= Required work =
The listing below holds a line with "the dark trousers." and a line with "the plaid jacket.". Reproduce those two lines exactly, plus everything between them.

= Information shown =
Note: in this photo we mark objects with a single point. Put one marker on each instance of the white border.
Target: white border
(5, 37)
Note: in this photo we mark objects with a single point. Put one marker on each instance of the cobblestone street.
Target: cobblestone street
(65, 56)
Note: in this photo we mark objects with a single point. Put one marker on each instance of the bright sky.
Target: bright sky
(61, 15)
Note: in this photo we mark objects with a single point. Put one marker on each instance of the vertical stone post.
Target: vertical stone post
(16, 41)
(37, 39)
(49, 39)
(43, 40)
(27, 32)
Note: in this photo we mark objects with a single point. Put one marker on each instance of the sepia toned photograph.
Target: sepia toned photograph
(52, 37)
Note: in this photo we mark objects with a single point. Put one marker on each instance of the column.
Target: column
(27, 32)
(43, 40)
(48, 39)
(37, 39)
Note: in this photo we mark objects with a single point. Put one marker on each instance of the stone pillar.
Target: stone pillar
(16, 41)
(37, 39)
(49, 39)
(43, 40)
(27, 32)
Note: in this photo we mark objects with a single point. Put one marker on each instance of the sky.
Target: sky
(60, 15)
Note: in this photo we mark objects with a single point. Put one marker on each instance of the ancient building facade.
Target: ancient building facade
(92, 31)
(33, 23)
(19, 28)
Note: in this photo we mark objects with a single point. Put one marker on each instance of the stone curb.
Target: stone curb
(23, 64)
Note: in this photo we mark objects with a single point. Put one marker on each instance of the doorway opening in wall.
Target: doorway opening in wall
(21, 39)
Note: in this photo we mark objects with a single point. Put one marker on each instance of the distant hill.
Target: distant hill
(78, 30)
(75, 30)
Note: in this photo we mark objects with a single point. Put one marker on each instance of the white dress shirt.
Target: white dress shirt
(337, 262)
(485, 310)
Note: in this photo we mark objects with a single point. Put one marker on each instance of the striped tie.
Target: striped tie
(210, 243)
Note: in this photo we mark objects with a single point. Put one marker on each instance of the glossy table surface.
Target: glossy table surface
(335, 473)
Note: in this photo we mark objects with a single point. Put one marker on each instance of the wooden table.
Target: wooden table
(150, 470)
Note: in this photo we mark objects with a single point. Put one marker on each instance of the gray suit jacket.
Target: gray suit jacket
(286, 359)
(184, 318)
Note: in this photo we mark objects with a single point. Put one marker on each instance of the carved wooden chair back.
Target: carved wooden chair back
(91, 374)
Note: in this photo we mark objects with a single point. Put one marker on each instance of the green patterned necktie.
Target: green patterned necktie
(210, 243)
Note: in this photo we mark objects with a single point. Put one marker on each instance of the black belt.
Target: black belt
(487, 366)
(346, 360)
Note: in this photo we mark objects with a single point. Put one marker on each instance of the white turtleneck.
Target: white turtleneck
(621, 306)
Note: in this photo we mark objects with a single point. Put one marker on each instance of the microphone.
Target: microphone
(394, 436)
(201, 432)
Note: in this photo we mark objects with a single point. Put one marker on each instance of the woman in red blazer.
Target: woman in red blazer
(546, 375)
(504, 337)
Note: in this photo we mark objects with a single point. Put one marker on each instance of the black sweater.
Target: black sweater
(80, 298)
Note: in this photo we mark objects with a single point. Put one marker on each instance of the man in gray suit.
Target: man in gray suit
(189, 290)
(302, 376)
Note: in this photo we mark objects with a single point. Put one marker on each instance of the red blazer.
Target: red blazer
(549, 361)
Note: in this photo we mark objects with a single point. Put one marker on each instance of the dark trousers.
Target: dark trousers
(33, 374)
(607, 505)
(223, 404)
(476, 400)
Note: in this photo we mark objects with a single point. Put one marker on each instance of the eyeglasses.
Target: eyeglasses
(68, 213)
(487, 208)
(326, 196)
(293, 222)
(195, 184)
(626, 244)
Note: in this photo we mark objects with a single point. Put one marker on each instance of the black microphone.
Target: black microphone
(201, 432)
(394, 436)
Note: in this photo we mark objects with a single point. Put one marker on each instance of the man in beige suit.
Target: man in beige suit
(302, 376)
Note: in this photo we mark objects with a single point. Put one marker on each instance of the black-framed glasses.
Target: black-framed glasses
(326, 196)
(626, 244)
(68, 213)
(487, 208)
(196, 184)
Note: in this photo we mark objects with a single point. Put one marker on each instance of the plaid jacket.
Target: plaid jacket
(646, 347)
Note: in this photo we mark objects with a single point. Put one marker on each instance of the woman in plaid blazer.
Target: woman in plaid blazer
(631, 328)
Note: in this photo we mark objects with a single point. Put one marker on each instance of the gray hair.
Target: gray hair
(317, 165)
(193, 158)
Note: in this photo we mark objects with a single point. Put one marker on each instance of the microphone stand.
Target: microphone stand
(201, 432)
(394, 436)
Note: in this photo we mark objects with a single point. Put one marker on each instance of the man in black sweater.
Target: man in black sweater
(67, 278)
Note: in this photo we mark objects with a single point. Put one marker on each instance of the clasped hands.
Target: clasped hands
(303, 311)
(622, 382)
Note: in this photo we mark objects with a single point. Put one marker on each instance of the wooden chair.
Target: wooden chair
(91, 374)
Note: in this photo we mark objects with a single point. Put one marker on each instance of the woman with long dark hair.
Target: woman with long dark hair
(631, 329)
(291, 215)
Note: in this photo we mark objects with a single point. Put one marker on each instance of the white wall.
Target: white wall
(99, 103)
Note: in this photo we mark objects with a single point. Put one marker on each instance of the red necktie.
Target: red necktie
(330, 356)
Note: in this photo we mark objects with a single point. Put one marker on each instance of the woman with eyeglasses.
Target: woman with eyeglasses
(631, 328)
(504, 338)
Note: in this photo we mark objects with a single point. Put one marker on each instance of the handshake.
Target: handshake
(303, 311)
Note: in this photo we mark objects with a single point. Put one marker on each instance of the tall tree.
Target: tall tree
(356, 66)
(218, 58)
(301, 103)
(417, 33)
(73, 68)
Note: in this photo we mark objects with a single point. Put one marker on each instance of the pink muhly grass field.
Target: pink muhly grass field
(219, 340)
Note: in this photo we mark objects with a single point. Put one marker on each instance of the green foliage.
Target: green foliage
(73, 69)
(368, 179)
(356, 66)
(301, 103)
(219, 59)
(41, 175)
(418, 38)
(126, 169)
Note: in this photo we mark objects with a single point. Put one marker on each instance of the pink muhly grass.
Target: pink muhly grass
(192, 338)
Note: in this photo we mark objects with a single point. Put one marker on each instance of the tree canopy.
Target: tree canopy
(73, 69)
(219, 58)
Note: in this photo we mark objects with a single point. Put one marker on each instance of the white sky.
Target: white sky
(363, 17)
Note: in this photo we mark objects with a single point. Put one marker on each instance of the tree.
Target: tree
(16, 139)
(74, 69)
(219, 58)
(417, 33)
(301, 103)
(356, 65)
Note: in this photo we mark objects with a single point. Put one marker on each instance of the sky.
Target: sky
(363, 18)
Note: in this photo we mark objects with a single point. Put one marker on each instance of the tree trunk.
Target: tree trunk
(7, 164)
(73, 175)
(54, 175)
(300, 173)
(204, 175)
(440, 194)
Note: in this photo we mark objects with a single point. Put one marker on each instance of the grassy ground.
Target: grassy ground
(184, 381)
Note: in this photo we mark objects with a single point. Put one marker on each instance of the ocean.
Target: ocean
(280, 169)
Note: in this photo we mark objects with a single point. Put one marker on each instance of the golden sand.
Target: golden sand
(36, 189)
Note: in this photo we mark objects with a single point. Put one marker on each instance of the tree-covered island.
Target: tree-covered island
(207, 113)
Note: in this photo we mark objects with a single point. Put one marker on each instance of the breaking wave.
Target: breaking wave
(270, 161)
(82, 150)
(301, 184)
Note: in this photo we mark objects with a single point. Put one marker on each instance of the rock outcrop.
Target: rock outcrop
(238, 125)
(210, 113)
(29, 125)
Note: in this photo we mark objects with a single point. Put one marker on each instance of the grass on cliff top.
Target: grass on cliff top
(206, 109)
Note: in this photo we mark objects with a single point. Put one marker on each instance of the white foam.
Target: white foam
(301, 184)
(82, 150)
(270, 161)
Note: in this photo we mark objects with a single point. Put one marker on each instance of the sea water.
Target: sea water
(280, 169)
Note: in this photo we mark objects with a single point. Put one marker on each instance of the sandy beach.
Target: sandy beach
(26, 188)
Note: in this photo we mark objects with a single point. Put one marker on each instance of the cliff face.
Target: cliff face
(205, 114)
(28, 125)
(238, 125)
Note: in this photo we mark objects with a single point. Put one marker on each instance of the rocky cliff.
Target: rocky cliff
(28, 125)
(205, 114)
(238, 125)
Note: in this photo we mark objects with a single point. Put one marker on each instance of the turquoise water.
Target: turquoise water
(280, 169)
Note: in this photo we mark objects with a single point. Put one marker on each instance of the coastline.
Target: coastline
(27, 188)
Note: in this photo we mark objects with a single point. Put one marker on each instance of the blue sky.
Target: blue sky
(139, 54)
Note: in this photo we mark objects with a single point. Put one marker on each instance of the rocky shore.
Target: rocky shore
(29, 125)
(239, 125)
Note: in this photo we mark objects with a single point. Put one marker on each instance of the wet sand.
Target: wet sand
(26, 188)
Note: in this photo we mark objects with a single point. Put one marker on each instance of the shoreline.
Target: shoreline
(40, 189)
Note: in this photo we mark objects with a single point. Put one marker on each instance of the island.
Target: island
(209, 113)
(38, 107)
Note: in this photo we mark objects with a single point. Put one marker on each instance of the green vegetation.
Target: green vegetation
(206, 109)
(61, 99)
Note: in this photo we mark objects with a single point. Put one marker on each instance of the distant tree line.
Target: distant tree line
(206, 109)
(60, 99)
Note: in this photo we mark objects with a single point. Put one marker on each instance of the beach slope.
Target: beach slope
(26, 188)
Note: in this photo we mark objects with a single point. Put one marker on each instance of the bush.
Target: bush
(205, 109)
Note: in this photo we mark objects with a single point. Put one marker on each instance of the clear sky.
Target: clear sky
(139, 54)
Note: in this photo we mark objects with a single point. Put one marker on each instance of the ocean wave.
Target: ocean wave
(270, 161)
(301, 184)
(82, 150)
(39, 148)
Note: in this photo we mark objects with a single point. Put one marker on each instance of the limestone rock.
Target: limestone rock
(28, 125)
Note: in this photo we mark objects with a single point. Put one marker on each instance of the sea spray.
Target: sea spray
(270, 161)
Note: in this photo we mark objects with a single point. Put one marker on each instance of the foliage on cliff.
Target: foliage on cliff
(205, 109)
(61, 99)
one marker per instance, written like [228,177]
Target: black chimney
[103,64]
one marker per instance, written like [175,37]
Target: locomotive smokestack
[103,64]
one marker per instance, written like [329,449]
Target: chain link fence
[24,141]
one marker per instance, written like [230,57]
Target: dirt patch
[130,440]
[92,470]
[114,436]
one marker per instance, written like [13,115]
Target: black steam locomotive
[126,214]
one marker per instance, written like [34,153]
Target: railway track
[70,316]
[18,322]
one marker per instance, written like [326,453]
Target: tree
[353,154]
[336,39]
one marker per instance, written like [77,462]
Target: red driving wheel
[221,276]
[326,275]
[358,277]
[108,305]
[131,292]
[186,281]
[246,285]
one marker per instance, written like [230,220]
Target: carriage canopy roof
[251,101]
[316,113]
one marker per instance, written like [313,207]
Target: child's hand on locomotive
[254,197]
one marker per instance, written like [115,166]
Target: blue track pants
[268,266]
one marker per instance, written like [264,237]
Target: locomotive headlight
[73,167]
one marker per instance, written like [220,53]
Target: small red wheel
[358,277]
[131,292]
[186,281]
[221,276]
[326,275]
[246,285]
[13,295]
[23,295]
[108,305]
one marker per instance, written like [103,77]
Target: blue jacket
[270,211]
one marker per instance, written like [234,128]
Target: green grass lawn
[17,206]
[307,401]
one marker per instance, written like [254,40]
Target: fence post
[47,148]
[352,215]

= Result of this exercise =
Note: in this photo we mark objects with a single point. Put one marker on each instance of the dark trousers.
Target: dark trousers
(33, 374)
(607, 505)
(223, 404)
(476, 400)
Note: in this photo we mark objects with a single point. Put one marker on each instance of the eyeglasses.
Target: eyeglasses
(68, 213)
(487, 208)
(326, 196)
(293, 222)
(195, 184)
(626, 244)
Note: in this photo we mark objects with a single point. Put one marker on each instance of the black microphone.
Target: black microphone
(201, 432)
(394, 436)
Note: in this photo we mark objects with a single point. Put one marker on each instance of the man in beige suit.
Target: man in beige suit
(302, 376)
Note: in this photo we mark objects with a single point. Put one marker on each instance of the black-framed glasses.
Target: black-framed glasses
(326, 196)
(626, 244)
(68, 213)
(487, 208)
(196, 184)
Note: in this photo we mark objects with a single point. Put one marker on each instance of the plaid jacket.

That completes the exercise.